** Task directions **
Continue the forum thread about a pet rat that may be afraid of thunder, starting right after the last line shown.

** Source passage **
● ● ● ● ● ● ●
# Is my ratty afraid of THUNDER??



## ollie1115 (Jun 9, 2015)

I have four rats Who have always been really easily handled. Today I went to pick up one of the rats and he started squeaking uncontrollably and became very tense and jumped out of my hands. He is always extra squeaky more than the others but I've never had an issue with him being scared of me picking him up. You would think an injury but other than me picking him up he is acting normally. He seems terrified for some reason. Anyone have any ideas on what the next step should be or what's going on. The only thing out of the norm was a pretty bad thunder and lightning storm last nite.


----------



## Roddy St. James (Jun 4, 2015)

Rats sense weather, and it's their instinct to burrow away and hide through thunderstorms and rain, so they can get agitated and squirrly when you try to take them out during storms. They like to sleep through them where they are safe, warm and dry.


----------



## Kuildeous (Dec 26, 2014)

It's funny, because my rats are nonplussed about thunder. I live in the Midwest, so there's been a lot of thunder lately.

Still, I wouldn't be surprised if some rats are terrified of thunder. Many animals (and some humans) dislike it. It's a primal thing.


----------



## Roddy St. James (Jun 4, 2015)
● ● ● ● ● ● ●
** Information shown **
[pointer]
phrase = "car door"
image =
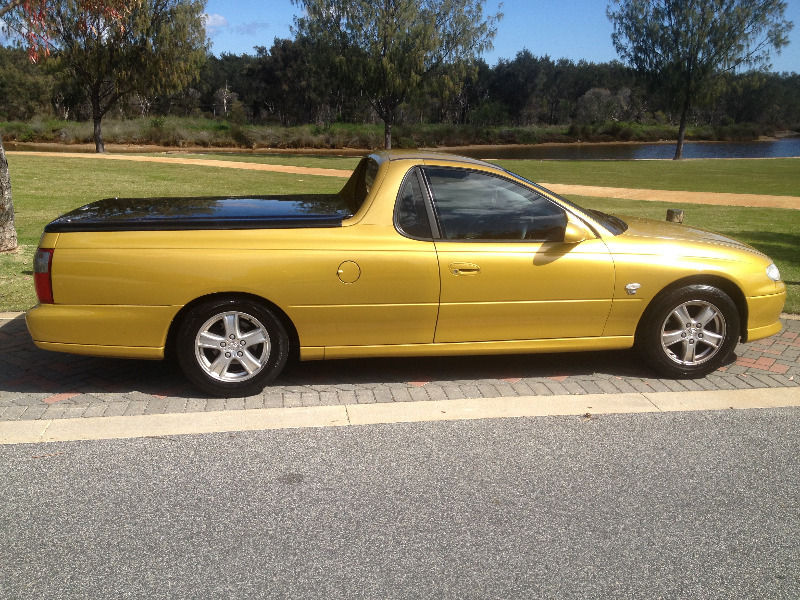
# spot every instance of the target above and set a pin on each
● ● ● ● ● ● ●
** Result below **
The sound can startle them, but when they are older, it's less likely the sound and more likely the fact that they feel they should be hidden and sleeping away the storm. 

(story that is not really related, but this reminded me of it.)
My late rat Oliver use to hate going outside in the wind. Not because it was cold, because I use to take Oliver out in the winter under my scarfs and he was unbothered enough to stick his head out and sniff the frosty air. He also went outside a lot in the late fall and early spring when it's still chilly, but he loved running around and exploring in the chilly grass. In the hottest days of summer, I took him out and it was warm and sunny, but as soon as the wind hit him, he'd freak out and try to burrow into my arms as if I was forcing him to weather freezing rain or something! I miss my funny handsome boy : )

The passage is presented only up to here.